• [The exercise]: Reproduce the passage from the inverted index text below word for word, starting with "Examples & Analogies" and going on through "500=[15,50,99] → [15,99].".

• [Quoted text]:
CS Fundamentals Data Engineering

Inverted Index

Difficulty

Plain Explanation

Scanning every row of a large text column is slow. An inverted index flips the mapping to term→documents so the engine looks up a token in a dictionary and jumps straight to its postings list. Many queries can be answered from the dictionary+postings without touching the base text.

Examples & Analogies

Book index: look up "wind" and get the pages; in a DB you get doc IDs.
Ops log filter: "timeout AND 500" intersects the two postings lists, e.g., timeout=[12,15,99], 500=[15,50,99] → [15,99].
Fast single‑term responses: some implementations keep a small top‑N table per term to avoid scanning full postings for common queries.

At a Glance

	Inverted index	Bloom filter index	Full table scan
Result	Exact doc IDs (opt: TF/positions)	Maybe present (false positives)	Evaluate all rows
Queries	AND/OR/phrase/NEAR	Limited	Any (slow)
Storage	Dictionary + postings; often answer from index	Bitset/hash summary	No index
Tuning	Dict/block layout, compression, skip/score	Hash count/size	Little to none

Where and Why It Matters

Remote object storage: minimize small random reads with block‑based dictionaries and contiguous postings for sequential I/O.

• [Records provided]:
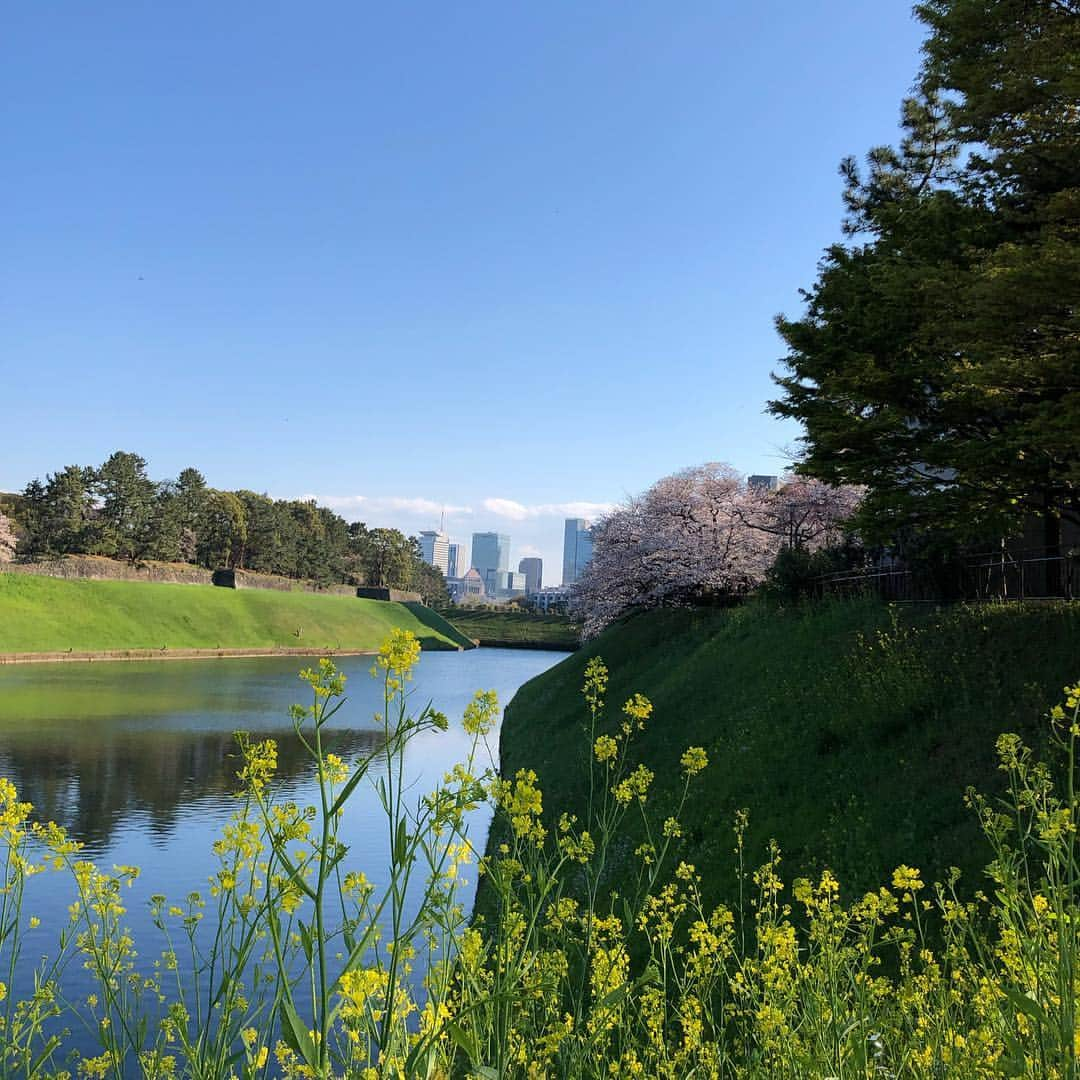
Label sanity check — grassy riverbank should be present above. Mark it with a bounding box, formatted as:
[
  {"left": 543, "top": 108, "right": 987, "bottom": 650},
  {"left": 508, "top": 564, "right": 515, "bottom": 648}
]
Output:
[
  {"left": 491, "top": 602, "right": 1080, "bottom": 915},
  {"left": 442, "top": 608, "right": 580, "bottom": 651},
  {"left": 0, "top": 573, "right": 471, "bottom": 653}
]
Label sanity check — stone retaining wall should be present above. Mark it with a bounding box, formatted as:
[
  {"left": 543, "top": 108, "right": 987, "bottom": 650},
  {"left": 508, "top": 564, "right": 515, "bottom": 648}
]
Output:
[
  {"left": 2, "top": 555, "right": 354, "bottom": 596},
  {"left": 356, "top": 585, "right": 422, "bottom": 604},
  {"left": 3, "top": 555, "right": 212, "bottom": 585}
]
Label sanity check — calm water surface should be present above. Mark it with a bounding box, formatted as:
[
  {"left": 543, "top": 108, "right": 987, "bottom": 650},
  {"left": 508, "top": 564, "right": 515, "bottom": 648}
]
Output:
[{"left": 0, "top": 649, "right": 565, "bottom": 1010}]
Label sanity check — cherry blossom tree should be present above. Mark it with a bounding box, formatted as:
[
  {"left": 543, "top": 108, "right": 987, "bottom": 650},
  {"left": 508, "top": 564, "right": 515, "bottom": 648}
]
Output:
[
  {"left": 573, "top": 462, "right": 860, "bottom": 636},
  {"left": 744, "top": 475, "right": 864, "bottom": 551},
  {"left": 575, "top": 462, "right": 778, "bottom": 635},
  {"left": 0, "top": 514, "right": 17, "bottom": 563}
]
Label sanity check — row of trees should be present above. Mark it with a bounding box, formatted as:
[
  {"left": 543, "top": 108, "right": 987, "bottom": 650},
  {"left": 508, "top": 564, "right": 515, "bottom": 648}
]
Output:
[
  {"left": 575, "top": 463, "right": 862, "bottom": 635},
  {"left": 0, "top": 450, "right": 446, "bottom": 602},
  {"left": 771, "top": 0, "right": 1080, "bottom": 549}
]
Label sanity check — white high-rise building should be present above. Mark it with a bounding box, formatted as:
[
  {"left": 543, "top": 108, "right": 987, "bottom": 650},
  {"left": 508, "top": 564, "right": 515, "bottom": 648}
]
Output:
[
  {"left": 563, "top": 517, "right": 593, "bottom": 585},
  {"left": 420, "top": 529, "right": 450, "bottom": 577},
  {"left": 446, "top": 543, "right": 469, "bottom": 578}
]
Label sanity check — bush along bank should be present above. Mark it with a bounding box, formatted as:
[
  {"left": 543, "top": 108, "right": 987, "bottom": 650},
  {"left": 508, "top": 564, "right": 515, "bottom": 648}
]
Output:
[
  {"left": 492, "top": 600, "right": 1080, "bottom": 937},
  {"left": 6, "top": 632, "right": 1080, "bottom": 1080}
]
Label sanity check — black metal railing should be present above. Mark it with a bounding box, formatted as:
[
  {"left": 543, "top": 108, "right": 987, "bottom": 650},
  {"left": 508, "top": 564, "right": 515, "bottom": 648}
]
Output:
[{"left": 819, "top": 549, "right": 1080, "bottom": 603}]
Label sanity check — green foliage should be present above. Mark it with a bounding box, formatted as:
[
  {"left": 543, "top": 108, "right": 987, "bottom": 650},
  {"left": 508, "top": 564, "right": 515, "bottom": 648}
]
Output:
[
  {"left": 442, "top": 605, "right": 581, "bottom": 649},
  {"left": 0, "top": 573, "right": 461, "bottom": 652},
  {"left": 93, "top": 450, "right": 157, "bottom": 559},
  {"left": 491, "top": 599, "right": 1080, "bottom": 920},
  {"left": 13, "top": 450, "right": 448, "bottom": 603},
  {"left": 761, "top": 546, "right": 864, "bottom": 603},
  {"left": 770, "top": 0, "right": 1080, "bottom": 544},
  {"left": 0, "top": 632, "right": 1080, "bottom": 1080}
]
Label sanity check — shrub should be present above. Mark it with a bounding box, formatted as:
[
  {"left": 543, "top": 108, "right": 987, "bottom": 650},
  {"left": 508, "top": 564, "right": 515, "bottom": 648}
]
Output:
[{"left": 0, "top": 632, "right": 1080, "bottom": 1080}]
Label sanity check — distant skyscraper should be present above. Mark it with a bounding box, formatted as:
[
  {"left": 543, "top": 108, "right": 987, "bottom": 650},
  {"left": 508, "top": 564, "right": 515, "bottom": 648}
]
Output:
[
  {"left": 472, "top": 532, "right": 510, "bottom": 593},
  {"left": 517, "top": 558, "right": 543, "bottom": 593},
  {"left": 563, "top": 517, "right": 593, "bottom": 585},
  {"left": 746, "top": 476, "right": 780, "bottom": 491},
  {"left": 446, "top": 543, "right": 469, "bottom": 578},
  {"left": 412, "top": 529, "right": 450, "bottom": 575}
]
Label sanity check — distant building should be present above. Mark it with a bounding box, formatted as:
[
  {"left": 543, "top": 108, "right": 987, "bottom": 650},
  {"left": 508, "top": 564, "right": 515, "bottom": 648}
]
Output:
[
  {"left": 529, "top": 585, "right": 570, "bottom": 613},
  {"left": 472, "top": 532, "right": 510, "bottom": 596},
  {"left": 746, "top": 476, "right": 780, "bottom": 491},
  {"left": 420, "top": 529, "right": 450, "bottom": 576},
  {"left": 517, "top": 558, "right": 543, "bottom": 595},
  {"left": 563, "top": 517, "right": 593, "bottom": 585},
  {"left": 446, "top": 570, "right": 484, "bottom": 604},
  {"left": 446, "top": 543, "right": 469, "bottom": 578}
]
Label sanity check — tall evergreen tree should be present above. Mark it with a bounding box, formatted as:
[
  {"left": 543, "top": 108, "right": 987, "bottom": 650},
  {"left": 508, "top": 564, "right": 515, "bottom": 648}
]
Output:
[
  {"left": 770, "top": 0, "right": 1080, "bottom": 546},
  {"left": 94, "top": 450, "right": 157, "bottom": 559}
]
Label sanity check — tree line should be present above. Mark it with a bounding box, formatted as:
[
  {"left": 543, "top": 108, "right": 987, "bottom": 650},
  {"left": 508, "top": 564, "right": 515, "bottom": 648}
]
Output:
[
  {"left": 0, "top": 450, "right": 447, "bottom": 603},
  {"left": 770, "top": 0, "right": 1080, "bottom": 553}
]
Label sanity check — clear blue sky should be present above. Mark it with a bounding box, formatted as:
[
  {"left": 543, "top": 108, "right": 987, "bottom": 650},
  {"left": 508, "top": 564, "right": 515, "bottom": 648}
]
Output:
[{"left": 0, "top": 0, "right": 921, "bottom": 581}]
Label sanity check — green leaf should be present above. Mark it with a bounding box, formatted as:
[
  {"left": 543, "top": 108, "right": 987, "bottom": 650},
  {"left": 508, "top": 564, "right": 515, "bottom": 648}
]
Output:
[
  {"left": 297, "top": 920, "right": 314, "bottom": 964},
  {"left": 279, "top": 1001, "right": 319, "bottom": 1068},
  {"left": 1001, "top": 986, "right": 1050, "bottom": 1027}
]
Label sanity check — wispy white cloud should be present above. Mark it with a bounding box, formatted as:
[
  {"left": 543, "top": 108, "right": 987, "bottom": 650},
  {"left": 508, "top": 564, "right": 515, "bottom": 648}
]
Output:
[
  {"left": 484, "top": 499, "right": 615, "bottom": 522},
  {"left": 303, "top": 495, "right": 472, "bottom": 518}
]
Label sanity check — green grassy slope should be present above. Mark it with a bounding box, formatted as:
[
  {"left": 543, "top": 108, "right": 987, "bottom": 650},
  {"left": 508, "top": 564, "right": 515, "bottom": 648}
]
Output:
[
  {"left": 0, "top": 573, "right": 460, "bottom": 652},
  {"left": 490, "top": 602, "right": 1080, "bottom": 902},
  {"left": 434, "top": 608, "right": 579, "bottom": 649}
]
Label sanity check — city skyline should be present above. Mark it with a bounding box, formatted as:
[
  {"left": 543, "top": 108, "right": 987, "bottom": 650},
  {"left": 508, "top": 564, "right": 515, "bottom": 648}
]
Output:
[{"left": 0, "top": 0, "right": 922, "bottom": 548}]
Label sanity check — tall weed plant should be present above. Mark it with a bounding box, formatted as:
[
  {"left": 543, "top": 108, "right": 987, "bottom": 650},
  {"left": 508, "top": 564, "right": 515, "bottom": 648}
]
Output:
[{"left": 0, "top": 632, "right": 1080, "bottom": 1080}]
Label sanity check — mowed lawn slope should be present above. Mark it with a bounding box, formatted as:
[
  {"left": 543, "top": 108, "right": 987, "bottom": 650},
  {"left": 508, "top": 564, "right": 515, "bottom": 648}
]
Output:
[
  {"left": 443, "top": 607, "right": 581, "bottom": 651},
  {"left": 489, "top": 602, "right": 1080, "bottom": 903},
  {"left": 0, "top": 573, "right": 463, "bottom": 653}
]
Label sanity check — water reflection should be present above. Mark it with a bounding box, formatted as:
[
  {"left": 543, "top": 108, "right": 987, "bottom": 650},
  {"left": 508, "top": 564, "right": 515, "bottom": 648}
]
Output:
[{"left": 0, "top": 727, "right": 383, "bottom": 851}]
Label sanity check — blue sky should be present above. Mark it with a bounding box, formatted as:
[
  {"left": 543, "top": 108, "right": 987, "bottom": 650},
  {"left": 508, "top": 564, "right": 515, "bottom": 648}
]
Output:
[{"left": 0, "top": 0, "right": 921, "bottom": 581}]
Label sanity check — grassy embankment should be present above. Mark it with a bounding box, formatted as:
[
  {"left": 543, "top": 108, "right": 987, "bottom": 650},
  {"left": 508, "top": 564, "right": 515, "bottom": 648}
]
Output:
[
  {"left": 489, "top": 602, "right": 1080, "bottom": 903},
  {"left": 441, "top": 608, "right": 581, "bottom": 650},
  {"left": 0, "top": 573, "right": 471, "bottom": 653}
]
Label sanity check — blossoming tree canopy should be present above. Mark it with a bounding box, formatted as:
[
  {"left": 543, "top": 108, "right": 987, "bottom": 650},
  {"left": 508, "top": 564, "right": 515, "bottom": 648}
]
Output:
[{"left": 576, "top": 462, "right": 861, "bottom": 634}]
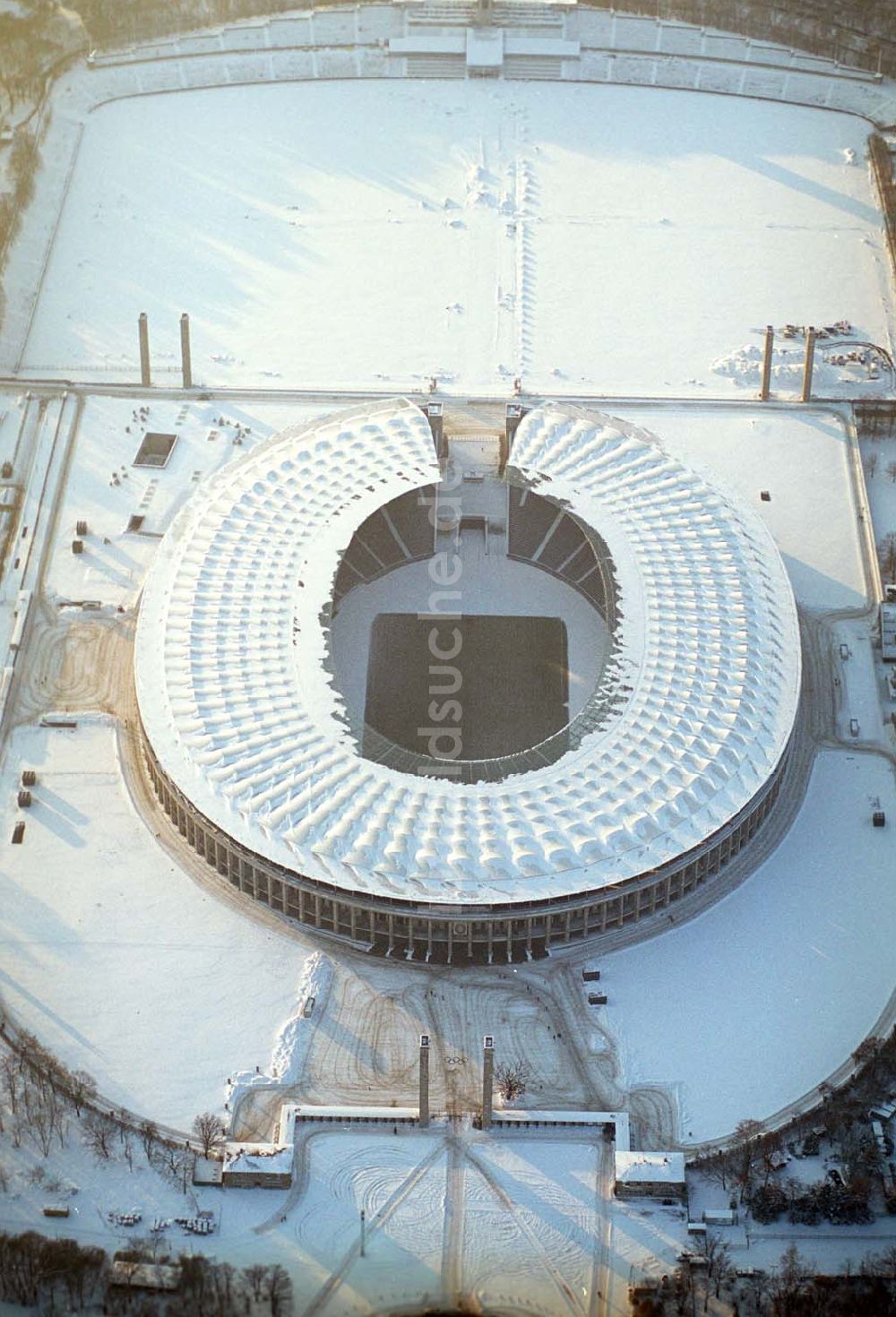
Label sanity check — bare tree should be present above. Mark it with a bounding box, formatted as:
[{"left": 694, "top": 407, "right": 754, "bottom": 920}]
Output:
[
  {"left": 84, "top": 1112, "right": 118, "bottom": 1162},
  {"left": 140, "top": 1121, "right": 158, "bottom": 1162},
  {"left": 121, "top": 1124, "right": 134, "bottom": 1171},
  {"left": 494, "top": 1060, "right": 530, "bottom": 1102},
  {"left": 877, "top": 530, "right": 896, "bottom": 581},
  {"left": 193, "top": 1112, "right": 224, "bottom": 1157},
  {"left": 731, "top": 1120, "right": 762, "bottom": 1201},
  {"left": 243, "top": 1263, "right": 268, "bottom": 1303},
  {"left": 263, "top": 1264, "right": 292, "bottom": 1317},
  {"left": 67, "top": 1071, "right": 96, "bottom": 1118},
  {"left": 771, "top": 1244, "right": 812, "bottom": 1317}
]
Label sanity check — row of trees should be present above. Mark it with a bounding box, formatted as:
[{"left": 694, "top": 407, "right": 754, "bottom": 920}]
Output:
[
  {"left": 750, "top": 1179, "right": 874, "bottom": 1227},
  {"left": 0, "top": 1231, "right": 292, "bottom": 1317},
  {"left": 633, "top": 1236, "right": 896, "bottom": 1317}
]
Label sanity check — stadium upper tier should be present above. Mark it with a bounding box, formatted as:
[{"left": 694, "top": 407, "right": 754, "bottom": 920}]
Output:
[{"left": 135, "top": 399, "right": 800, "bottom": 918}]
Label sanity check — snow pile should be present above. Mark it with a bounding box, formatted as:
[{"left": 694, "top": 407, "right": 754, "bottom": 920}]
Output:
[{"left": 230, "top": 951, "right": 333, "bottom": 1096}]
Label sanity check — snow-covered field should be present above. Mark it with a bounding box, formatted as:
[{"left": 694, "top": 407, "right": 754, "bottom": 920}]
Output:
[
  {"left": 17, "top": 81, "right": 891, "bottom": 395},
  {"left": 0, "top": 717, "right": 314, "bottom": 1129},
  {"left": 599, "top": 751, "right": 896, "bottom": 1141},
  {"left": 34, "top": 396, "right": 331, "bottom": 607}
]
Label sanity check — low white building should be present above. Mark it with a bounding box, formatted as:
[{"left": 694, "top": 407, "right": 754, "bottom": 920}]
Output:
[{"left": 613, "top": 1151, "right": 685, "bottom": 1199}]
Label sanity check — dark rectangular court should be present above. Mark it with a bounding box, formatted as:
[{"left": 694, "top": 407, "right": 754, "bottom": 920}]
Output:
[{"left": 365, "top": 613, "right": 569, "bottom": 759}]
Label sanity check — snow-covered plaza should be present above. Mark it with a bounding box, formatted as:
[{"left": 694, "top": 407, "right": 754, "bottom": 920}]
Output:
[{"left": 0, "top": 5, "right": 896, "bottom": 1317}]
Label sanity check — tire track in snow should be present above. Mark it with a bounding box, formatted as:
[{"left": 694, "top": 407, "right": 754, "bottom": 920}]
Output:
[
  {"left": 467, "top": 1149, "right": 583, "bottom": 1317},
  {"left": 302, "top": 1140, "right": 445, "bottom": 1317}
]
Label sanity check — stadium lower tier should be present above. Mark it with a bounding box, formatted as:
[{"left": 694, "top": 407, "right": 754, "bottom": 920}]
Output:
[{"left": 142, "top": 734, "right": 793, "bottom": 964}]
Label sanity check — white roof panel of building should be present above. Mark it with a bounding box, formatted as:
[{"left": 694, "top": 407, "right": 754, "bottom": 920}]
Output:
[{"left": 616, "top": 1152, "right": 684, "bottom": 1184}]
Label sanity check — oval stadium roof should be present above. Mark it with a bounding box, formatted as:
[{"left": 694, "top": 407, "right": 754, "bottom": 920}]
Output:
[{"left": 135, "top": 399, "right": 800, "bottom": 905}]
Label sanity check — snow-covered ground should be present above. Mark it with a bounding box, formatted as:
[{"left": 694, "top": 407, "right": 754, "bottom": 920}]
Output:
[
  {"left": 15, "top": 79, "right": 891, "bottom": 395},
  {"left": 0, "top": 715, "right": 320, "bottom": 1129},
  {"left": 619, "top": 403, "right": 868, "bottom": 613},
  {"left": 36, "top": 396, "right": 332, "bottom": 607},
  {"left": 596, "top": 751, "right": 896, "bottom": 1143}
]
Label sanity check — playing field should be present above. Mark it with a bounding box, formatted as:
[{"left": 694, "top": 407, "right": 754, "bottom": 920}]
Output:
[{"left": 365, "top": 613, "right": 569, "bottom": 759}]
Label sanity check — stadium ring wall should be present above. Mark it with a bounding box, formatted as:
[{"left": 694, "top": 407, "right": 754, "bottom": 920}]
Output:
[{"left": 141, "top": 727, "right": 793, "bottom": 964}]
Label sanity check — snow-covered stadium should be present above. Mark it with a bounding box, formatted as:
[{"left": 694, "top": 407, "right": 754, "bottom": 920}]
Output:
[{"left": 135, "top": 399, "right": 800, "bottom": 963}]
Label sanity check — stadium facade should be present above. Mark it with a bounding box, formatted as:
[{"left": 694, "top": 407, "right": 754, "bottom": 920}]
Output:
[{"left": 135, "top": 399, "right": 800, "bottom": 963}]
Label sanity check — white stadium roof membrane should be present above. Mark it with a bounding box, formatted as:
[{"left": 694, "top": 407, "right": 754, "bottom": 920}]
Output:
[{"left": 135, "top": 399, "right": 800, "bottom": 905}]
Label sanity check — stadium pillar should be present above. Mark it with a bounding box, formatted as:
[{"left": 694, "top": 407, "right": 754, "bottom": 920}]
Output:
[
  {"left": 803, "top": 325, "right": 815, "bottom": 403},
  {"left": 180, "top": 311, "right": 193, "bottom": 389},
  {"left": 420, "top": 1034, "right": 429, "bottom": 1130},
  {"left": 137, "top": 311, "right": 151, "bottom": 389},
  {"left": 482, "top": 1034, "right": 494, "bottom": 1130},
  {"left": 759, "top": 325, "right": 775, "bottom": 403}
]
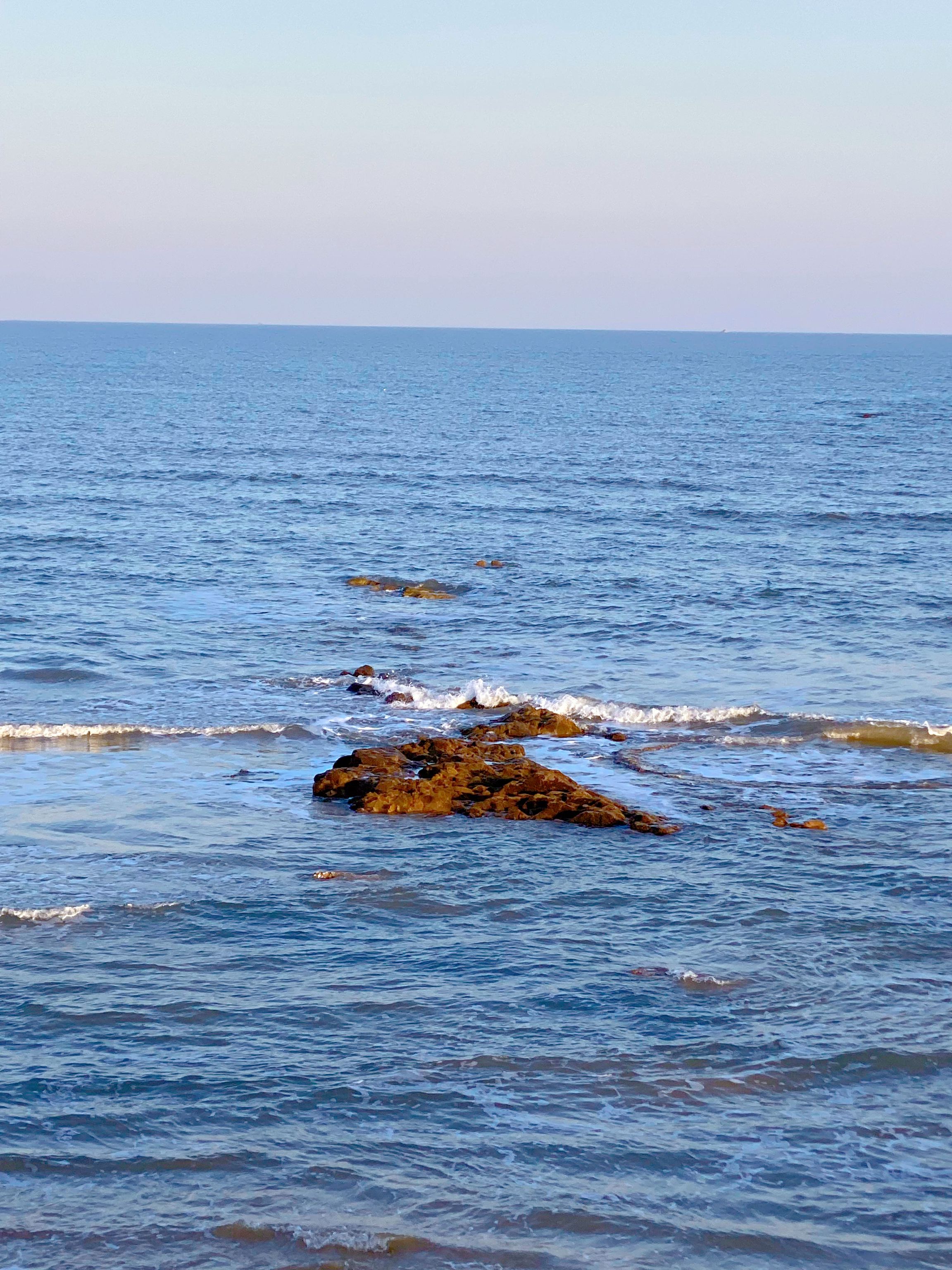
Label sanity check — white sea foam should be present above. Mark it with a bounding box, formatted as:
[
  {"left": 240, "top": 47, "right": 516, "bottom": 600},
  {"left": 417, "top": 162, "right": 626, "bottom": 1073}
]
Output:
[
  {"left": 0, "top": 904, "right": 93, "bottom": 922},
  {"left": 671, "top": 970, "right": 746, "bottom": 988},
  {"left": 369, "top": 677, "right": 769, "bottom": 728},
  {"left": 0, "top": 723, "right": 310, "bottom": 742}
]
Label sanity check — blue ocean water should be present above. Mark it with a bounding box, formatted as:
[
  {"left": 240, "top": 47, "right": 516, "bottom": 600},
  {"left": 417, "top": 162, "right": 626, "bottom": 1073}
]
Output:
[{"left": 0, "top": 324, "right": 952, "bottom": 1270}]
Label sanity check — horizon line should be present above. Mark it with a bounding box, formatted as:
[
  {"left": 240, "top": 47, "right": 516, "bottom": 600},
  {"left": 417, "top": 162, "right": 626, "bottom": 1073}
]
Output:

• [Exercise response]:
Examples & Analogies

Book index: look up "wind" and get the pages; in a DB you get doc IDs.
Ops log filter: "timeout AND 500" intersects the two postings lists, e.g., timeout=[12,15,99], 500=[15,50,99] → [15,99].